Then he accuses the old parties—the two old, evil, nasty parties—of feathering our own nests. Quite frankly, what is the real motivation for Mr Rattenbury wanting seven-member electorates or nine-member electorates? He says it is for the good people of the Christian Democratic Party. He says it is for the Motorist Party. He says it is for the Gungahlin Equality Party. No, Madam Speaker, it is for the Greens. It is for the Greens who, incidentally, are getting fairly old themselves actually. It is a bit much to be accusing the Liberal and Labor parties of being evil and old when, in fact, the Greens may well bear some very similar characteristics to those of the two major parties he refers to.
But another thing that is interesting that I think we often overlook is just how strategic the Greens are when it comes to their fundraising. Some of you may not be aware of the Greens national database for fundraising. This national database for fundraising is a fascinating beast. Whenever anybody donates to the Greens, they go into a national database. They actually get categorised as to what level of donor they are. They could be a potential donor, in which case their website on this database suggests how frequently they should be called, who should call them, what the script should be, how many times they should be called in any given year, whether they are a lost cause, whether they are a prosperous opportunity. This website, this database, I find to be quite staggering. I would find it very hard to believe that Labor or Liberal have anything like it.

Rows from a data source
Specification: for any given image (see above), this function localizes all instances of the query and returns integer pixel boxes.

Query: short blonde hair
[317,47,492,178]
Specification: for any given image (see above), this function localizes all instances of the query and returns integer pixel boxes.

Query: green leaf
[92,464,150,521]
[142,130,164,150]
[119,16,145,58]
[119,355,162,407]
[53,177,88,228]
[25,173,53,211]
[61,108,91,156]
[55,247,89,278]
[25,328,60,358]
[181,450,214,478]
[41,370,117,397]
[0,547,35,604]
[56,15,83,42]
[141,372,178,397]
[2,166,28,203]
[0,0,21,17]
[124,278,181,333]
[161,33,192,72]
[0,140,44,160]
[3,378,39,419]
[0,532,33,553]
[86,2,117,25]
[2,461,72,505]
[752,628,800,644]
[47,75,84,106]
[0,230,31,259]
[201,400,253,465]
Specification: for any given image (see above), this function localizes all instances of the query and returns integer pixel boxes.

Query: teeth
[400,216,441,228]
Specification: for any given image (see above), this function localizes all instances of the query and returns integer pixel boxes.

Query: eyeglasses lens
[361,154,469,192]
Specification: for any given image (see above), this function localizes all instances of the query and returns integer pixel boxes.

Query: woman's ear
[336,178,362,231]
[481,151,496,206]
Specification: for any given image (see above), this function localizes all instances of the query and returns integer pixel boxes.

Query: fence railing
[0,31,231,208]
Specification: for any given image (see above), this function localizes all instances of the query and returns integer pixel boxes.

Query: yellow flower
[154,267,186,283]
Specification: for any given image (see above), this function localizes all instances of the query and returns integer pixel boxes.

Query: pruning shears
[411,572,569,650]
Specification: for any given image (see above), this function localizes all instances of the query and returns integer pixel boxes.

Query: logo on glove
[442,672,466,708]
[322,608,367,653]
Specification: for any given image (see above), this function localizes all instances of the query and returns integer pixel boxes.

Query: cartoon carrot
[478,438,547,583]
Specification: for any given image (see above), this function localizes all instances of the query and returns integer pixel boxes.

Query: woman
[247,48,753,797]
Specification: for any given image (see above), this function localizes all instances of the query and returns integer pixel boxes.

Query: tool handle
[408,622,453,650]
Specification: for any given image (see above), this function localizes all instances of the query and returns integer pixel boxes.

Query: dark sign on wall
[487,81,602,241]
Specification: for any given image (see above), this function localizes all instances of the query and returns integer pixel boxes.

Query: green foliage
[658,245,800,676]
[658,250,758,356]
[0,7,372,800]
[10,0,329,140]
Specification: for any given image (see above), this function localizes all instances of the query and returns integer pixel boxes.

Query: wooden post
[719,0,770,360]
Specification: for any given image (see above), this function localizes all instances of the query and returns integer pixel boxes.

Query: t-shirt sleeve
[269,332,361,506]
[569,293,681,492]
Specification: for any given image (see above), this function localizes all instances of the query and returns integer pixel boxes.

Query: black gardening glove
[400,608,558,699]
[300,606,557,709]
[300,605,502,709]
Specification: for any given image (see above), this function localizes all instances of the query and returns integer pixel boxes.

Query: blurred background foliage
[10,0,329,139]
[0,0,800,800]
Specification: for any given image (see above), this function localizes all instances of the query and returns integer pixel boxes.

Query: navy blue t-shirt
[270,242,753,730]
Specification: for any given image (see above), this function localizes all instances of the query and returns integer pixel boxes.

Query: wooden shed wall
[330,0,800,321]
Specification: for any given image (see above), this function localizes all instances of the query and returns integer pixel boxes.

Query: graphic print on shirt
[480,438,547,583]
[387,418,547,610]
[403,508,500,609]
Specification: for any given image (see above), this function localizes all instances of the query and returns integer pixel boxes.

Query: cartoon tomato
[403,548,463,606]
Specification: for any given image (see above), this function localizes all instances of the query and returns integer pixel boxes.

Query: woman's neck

> Work to be completed: From the speech about the Greens, set down word for word the part that begins with the words containing "Then he accuses" and ends with "he refers to.".

> The result:
Then he accuses the old parties—the two old, evil, nasty parties—of feathering our own nests. Quite frankly, what is the real motivation for Mr Rattenbury wanting seven-member electorates or nine-member electorates? He says it is for the good people of the Christian Democratic Party. He says it is for the Motorist Party. He says it is for the Gungahlin Equality Party. No, Madam Speaker, it is for the Greens. It is for the Greens who, incidentally, are getting fairly old themselves actually. It is a bit much to be accusing the Liberal and Labor parties of being evil and old when, in fact, the Greens may well bear some very similar characteristics to those of the two major parties he refers to.